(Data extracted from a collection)
* begin *

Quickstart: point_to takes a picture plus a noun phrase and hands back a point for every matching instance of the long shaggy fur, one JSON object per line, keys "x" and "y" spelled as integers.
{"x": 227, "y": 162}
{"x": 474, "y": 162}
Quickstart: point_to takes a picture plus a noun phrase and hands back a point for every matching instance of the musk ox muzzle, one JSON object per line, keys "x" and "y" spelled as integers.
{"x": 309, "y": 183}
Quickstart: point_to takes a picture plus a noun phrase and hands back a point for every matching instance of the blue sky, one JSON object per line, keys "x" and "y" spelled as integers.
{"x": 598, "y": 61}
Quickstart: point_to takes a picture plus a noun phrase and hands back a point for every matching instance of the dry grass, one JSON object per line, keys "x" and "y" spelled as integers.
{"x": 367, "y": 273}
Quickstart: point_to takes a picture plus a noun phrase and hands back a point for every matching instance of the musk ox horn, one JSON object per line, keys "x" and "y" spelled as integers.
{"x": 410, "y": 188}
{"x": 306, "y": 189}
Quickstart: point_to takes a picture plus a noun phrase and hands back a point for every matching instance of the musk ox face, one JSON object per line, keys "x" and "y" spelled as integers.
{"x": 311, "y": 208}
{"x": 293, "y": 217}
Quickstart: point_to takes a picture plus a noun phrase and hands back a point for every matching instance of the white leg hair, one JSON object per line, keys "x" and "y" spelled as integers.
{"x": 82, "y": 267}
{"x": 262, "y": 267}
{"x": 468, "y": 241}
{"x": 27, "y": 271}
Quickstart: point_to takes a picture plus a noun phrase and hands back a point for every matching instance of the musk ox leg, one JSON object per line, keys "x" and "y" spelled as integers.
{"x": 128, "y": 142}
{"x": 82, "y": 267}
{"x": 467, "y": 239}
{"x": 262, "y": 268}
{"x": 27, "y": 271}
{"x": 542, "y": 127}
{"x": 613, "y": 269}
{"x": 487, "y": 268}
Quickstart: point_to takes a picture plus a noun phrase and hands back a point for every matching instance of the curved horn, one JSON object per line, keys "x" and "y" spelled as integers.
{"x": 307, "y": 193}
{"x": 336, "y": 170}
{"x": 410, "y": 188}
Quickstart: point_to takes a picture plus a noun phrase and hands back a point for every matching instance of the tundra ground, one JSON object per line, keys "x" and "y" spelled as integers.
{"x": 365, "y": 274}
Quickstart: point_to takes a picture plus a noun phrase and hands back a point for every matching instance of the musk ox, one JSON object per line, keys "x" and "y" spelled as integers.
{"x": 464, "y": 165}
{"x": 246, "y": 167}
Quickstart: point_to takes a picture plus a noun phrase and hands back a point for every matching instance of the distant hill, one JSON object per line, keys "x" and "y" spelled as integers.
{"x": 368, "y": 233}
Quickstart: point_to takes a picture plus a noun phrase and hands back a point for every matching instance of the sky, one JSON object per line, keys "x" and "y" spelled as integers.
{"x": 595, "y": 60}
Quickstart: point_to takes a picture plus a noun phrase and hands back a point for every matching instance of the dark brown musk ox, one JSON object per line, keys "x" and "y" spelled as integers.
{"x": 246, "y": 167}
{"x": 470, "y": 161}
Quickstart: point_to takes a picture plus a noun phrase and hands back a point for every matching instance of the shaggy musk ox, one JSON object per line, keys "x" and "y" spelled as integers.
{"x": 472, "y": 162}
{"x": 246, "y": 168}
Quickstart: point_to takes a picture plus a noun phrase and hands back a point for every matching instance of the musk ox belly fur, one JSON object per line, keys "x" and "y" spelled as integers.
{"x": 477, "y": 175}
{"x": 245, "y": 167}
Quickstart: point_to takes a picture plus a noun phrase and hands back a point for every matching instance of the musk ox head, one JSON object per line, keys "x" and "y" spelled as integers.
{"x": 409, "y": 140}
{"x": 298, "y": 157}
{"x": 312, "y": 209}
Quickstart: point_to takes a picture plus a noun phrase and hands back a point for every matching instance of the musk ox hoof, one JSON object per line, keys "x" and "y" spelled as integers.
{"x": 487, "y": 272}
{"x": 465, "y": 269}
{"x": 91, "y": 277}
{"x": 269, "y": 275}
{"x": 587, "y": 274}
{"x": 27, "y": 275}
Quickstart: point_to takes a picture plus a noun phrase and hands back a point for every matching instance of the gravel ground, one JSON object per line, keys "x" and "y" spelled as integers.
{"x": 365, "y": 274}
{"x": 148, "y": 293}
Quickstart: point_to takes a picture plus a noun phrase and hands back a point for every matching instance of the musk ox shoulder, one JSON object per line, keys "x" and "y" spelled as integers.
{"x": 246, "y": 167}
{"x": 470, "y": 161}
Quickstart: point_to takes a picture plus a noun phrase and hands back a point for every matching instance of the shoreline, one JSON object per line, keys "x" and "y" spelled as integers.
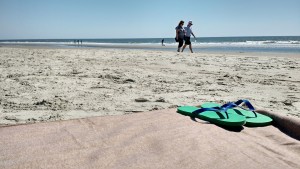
{"x": 148, "y": 48}
{"x": 50, "y": 84}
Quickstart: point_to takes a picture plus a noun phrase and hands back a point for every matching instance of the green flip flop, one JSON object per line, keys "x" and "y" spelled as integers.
{"x": 217, "y": 116}
{"x": 253, "y": 119}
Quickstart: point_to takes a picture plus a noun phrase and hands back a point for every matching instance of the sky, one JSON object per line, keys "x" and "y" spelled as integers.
{"x": 62, "y": 19}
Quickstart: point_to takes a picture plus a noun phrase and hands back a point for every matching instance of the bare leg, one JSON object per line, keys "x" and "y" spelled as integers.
{"x": 190, "y": 46}
{"x": 183, "y": 47}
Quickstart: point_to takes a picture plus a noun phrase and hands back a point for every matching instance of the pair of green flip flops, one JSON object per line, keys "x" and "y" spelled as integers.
{"x": 230, "y": 114}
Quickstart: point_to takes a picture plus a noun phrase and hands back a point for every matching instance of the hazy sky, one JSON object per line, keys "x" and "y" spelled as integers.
{"x": 43, "y": 19}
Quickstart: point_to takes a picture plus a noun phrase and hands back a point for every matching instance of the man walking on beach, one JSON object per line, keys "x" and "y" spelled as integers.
{"x": 187, "y": 38}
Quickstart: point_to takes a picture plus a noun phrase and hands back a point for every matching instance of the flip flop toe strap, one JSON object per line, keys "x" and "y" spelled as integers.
{"x": 248, "y": 104}
{"x": 215, "y": 109}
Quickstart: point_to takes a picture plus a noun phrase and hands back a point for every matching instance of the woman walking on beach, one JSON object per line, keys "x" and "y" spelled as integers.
{"x": 180, "y": 34}
{"x": 187, "y": 37}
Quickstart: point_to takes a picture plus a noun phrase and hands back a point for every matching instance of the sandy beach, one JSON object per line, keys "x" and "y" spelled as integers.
{"x": 48, "y": 84}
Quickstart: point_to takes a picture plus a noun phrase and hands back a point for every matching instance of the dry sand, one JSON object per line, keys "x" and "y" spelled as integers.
{"x": 158, "y": 139}
{"x": 48, "y": 84}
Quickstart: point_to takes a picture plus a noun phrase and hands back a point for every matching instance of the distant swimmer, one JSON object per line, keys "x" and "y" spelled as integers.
{"x": 187, "y": 38}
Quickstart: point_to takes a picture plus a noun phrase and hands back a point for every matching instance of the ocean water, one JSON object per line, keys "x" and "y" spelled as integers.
{"x": 284, "y": 44}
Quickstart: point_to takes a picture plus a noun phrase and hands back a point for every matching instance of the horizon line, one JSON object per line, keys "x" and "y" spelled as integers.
{"x": 150, "y": 38}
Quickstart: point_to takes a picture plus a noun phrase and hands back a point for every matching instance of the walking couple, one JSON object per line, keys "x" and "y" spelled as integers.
{"x": 184, "y": 33}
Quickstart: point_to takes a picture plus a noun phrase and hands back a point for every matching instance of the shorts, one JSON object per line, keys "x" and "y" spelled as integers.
{"x": 187, "y": 40}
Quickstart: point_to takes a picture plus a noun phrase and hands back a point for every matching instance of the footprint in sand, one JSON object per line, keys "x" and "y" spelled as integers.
{"x": 297, "y": 105}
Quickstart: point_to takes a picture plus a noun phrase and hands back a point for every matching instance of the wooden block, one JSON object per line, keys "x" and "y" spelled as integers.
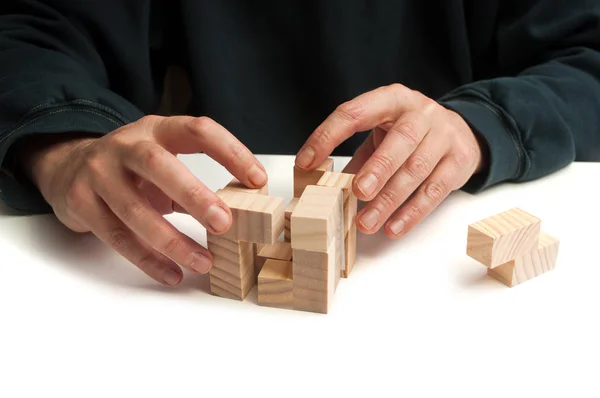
{"x": 276, "y": 251}
{"x": 304, "y": 178}
{"x": 287, "y": 234}
{"x": 275, "y": 284}
{"x": 256, "y": 218}
{"x": 498, "y": 239}
{"x": 237, "y": 186}
{"x": 316, "y": 220}
{"x": 529, "y": 265}
{"x": 232, "y": 274}
{"x": 350, "y": 252}
{"x": 314, "y": 278}
{"x": 344, "y": 181}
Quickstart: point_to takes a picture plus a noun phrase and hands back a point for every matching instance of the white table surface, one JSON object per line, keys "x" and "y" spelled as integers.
{"x": 417, "y": 317}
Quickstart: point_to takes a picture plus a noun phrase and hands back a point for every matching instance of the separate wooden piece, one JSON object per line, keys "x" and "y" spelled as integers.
{"x": 237, "y": 186}
{"x": 314, "y": 278}
{"x": 276, "y": 251}
{"x": 498, "y": 239}
{"x": 287, "y": 230}
{"x": 304, "y": 178}
{"x": 275, "y": 284}
{"x": 232, "y": 273}
{"x": 344, "y": 181}
{"x": 529, "y": 265}
{"x": 256, "y": 218}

* end *

• [Task statement]: Nothing but the lines from the one holding "of the ocean" to the end of the entries above should be echoed, exactly and with both ends included; omit the pictures.

• [Correct response]:
Quickstart: point_to takes a picture plus a noun phrase and hands back a point for every matching instance of the ocean water, one JSON object per line, keys "x" and "y" spelled as integers.
{"x": 284, "y": 44}
Quickstart: point_to takes a picture plus a noun phrase and hands back a point for every matching instance of the horizon line, one JSON object per line, keys "x" and "y" spelled as integers.
{"x": 150, "y": 38}
Quickstart: point_to takes a picture plus a noun phrase and hands back a point for every matching instance of the walking couple, one JSON object per line, keys "x" and "y" spelled as integers.
{"x": 184, "y": 33}
Quickstart: point_to takes a picture plus a noun phrase and hands back a point for every matching instance of the shorts, one JSON object per line, keys "x" and "y" spelled as integers.
{"x": 187, "y": 40}
Quickstart: point_to takes a picture plus a noun phrase and hands back a point for every matching instance of the footprint in sand, one JSON object per line, keys "x" and "y" spelled as integers.
{"x": 297, "y": 105}
Quickstart: point_to takes a picture plus a noun phrase and hands back a point for every matching instance of the wooden block, one JSON object per line, keys "x" and "y" spelled as integers.
{"x": 276, "y": 251}
{"x": 304, "y": 178}
{"x": 287, "y": 234}
{"x": 275, "y": 284}
{"x": 256, "y": 218}
{"x": 498, "y": 239}
{"x": 237, "y": 186}
{"x": 316, "y": 220}
{"x": 529, "y": 265}
{"x": 232, "y": 274}
{"x": 350, "y": 252}
{"x": 314, "y": 278}
{"x": 344, "y": 181}
Quickstart: point_to takes a picture plus a noun phrase and hands back a point for every matching instance of the white table surface, one JSON object per line, keys "x" and "y" spelled as integers.
{"x": 417, "y": 317}
Quickstart: point_to takes a picture plus a noun phrase and hands back a point for every matching instance of the separate wooden piece, one JSON object per line, keys "x" and "y" spelled as integers.
{"x": 237, "y": 186}
{"x": 314, "y": 278}
{"x": 276, "y": 251}
{"x": 498, "y": 239}
{"x": 287, "y": 230}
{"x": 304, "y": 178}
{"x": 275, "y": 284}
{"x": 232, "y": 273}
{"x": 344, "y": 181}
{"x": 529, "y": 265}
{"x": 256, "y": 218}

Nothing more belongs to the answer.